**SOURCE RECORDS:**
— begin —
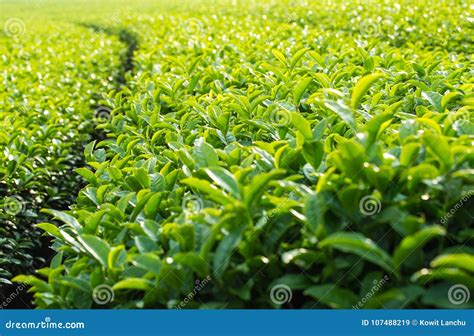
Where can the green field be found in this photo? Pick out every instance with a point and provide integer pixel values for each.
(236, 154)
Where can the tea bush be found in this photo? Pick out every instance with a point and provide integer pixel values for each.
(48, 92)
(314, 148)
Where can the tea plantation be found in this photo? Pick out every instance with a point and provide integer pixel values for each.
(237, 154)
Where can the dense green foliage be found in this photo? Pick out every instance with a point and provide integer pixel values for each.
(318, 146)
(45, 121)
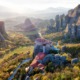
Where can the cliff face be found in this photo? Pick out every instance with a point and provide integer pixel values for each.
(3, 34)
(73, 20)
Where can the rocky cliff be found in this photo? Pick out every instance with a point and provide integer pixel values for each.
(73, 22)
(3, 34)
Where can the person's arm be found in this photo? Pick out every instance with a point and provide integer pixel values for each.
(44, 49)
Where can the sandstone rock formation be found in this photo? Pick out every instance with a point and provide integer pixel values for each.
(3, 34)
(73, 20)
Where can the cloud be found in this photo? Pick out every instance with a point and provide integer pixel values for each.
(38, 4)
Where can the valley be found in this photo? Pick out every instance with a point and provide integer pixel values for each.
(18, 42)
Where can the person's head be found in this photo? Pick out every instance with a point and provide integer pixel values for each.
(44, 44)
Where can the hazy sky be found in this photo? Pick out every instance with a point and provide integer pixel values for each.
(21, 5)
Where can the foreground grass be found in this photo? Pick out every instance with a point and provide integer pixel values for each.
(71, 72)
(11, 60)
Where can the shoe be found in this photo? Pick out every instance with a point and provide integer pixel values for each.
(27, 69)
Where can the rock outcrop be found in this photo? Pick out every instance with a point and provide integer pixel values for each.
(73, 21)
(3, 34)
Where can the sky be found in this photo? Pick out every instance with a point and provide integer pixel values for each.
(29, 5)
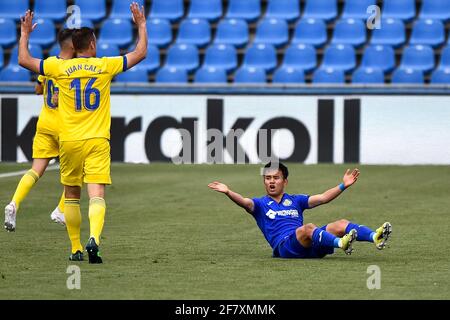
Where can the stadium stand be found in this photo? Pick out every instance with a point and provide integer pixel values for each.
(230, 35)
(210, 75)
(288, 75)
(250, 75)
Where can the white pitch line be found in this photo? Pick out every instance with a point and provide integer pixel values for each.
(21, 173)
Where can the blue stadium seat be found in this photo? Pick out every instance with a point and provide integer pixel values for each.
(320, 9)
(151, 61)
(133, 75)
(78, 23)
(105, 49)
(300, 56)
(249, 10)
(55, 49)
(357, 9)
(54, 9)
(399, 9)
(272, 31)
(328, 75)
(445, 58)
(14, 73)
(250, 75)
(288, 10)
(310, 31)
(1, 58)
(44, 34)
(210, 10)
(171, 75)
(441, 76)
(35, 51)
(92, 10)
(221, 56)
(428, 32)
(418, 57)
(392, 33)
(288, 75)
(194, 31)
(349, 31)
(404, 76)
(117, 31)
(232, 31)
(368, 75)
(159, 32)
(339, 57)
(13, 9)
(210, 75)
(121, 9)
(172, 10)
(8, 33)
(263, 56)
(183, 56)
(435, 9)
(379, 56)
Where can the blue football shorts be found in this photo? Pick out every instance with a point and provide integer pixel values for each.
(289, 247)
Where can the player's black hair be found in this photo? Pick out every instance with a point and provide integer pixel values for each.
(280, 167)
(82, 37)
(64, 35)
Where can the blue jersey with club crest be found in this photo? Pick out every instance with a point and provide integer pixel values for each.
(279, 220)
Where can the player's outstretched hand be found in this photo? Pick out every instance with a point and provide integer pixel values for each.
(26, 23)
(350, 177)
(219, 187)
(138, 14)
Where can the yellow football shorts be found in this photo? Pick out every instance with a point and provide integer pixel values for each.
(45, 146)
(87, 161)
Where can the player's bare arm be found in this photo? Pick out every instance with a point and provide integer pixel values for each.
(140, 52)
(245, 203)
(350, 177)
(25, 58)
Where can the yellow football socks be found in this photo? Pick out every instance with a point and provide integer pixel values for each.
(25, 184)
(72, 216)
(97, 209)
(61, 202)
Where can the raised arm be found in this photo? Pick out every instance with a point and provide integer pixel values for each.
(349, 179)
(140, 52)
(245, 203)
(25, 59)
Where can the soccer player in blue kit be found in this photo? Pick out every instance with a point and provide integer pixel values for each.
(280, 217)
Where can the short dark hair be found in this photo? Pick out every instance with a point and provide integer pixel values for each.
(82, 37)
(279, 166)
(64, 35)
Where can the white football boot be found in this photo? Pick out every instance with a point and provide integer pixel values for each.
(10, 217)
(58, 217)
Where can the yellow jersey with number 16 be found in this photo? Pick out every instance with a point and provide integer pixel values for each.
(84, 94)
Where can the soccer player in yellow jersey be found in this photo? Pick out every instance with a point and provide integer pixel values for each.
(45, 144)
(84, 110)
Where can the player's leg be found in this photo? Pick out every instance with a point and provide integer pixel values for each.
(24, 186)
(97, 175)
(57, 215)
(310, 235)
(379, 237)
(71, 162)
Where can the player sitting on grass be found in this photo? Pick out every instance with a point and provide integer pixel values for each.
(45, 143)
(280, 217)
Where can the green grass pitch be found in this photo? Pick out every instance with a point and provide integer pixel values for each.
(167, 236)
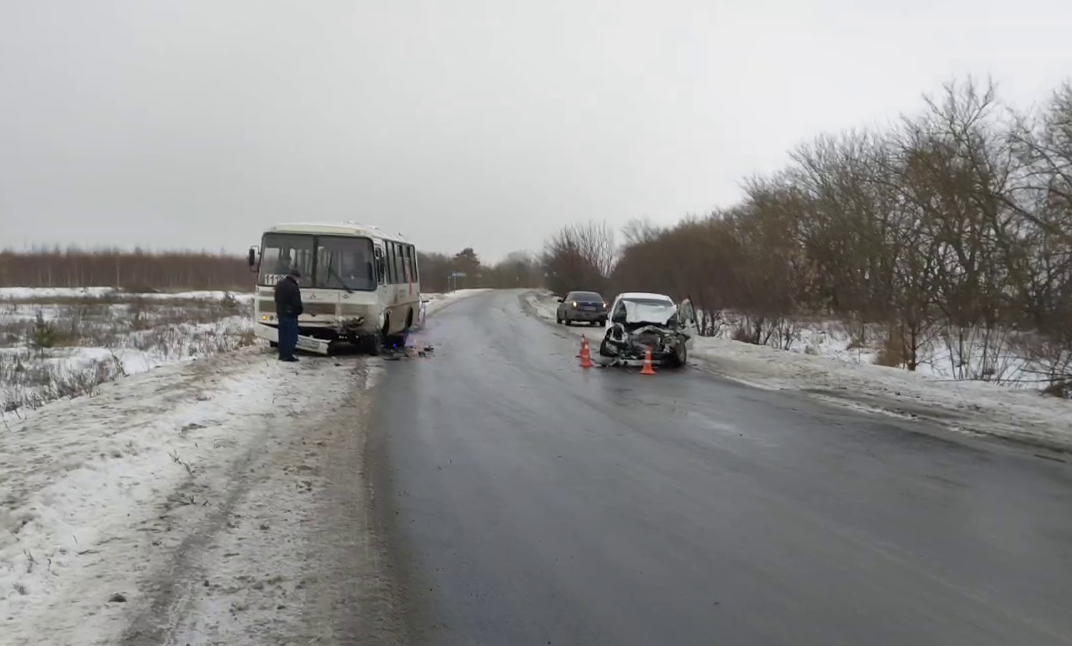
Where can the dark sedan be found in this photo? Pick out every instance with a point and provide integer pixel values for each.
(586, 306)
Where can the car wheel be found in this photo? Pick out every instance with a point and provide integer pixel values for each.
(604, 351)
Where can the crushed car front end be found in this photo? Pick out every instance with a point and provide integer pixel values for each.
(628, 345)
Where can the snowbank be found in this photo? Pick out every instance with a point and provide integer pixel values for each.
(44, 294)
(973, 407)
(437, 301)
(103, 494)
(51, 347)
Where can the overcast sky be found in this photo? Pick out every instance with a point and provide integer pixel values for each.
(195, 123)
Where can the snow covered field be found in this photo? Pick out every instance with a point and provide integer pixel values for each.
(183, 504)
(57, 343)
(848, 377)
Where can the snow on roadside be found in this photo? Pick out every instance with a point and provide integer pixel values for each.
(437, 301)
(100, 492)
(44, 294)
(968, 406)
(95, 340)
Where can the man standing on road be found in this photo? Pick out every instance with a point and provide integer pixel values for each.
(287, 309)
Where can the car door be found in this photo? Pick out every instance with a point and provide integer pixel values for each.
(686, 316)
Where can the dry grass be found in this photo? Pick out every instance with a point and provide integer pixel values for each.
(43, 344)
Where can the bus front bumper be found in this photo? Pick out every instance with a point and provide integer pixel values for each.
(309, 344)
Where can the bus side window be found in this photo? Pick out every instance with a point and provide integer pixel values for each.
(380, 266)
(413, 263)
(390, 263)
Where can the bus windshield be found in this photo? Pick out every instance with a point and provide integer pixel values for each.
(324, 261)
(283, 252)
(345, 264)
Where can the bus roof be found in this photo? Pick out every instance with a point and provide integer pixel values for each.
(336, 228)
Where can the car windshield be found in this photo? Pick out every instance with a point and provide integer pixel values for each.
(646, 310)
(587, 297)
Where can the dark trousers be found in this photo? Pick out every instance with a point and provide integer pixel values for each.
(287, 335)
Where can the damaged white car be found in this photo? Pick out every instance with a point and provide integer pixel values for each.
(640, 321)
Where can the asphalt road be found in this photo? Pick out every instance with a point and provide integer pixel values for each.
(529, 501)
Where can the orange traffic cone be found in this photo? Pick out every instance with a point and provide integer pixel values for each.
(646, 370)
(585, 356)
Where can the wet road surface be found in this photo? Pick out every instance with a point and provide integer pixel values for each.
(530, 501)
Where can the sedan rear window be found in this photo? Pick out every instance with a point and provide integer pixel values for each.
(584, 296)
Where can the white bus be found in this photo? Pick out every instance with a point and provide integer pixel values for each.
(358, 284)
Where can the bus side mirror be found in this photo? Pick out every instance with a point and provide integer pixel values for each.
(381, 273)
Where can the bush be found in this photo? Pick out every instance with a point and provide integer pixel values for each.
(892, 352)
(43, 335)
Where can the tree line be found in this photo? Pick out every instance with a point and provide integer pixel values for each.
— end —
**WHAT THE TASK ASKS:** Copy the listing from the line with "Where can the dark trousers" through the end of the listing, substituting "safety cone" for "traffic cone" and leaving everything else unchanged.

**TASK RESPONSE:**
Where can the dark trousers be found in this photo? Pick out every instance with a point and provide integer pixel values for each.
(287, 335)
Where can the damaged white car be found in this photo? Pick out every instance with a point and provide integer pixel values for each.
(640, 321)
Where can the asphalt road be found in this photo? Pick out every instance with a point and provide integer pixel values for each.
(529, 501)
Where can the orange safety cone be found in this photo? Pick out every instance with a point and provide integer pixel values for each.
(646, 370)
(585, 356)
Where can the wet road surface be found in this photo? Pick out every instance with a point and provide integer pixel values for each.
(530, 501)
Where can the sedan rear window be found in this photo? Pick out every instance with a point and provide integer pixel values for each.
(584, 296)
Where can the white bus be found in this photo? Pick out every instance with a point and provide integer pixel values for each.
(358, 284)
Where can the bus side mirror be found in this photo? Pick out every instance with a point and provide integer pixel values for each.
(381, 273)
Where can the bush be found in this photo? Pick out every instance with a point and provide integer pixel values for each.
(892, 352)
(43, 335)
Where can the tree line be found in this photo? Pick out every instance with a point and provide integer pixel values for each.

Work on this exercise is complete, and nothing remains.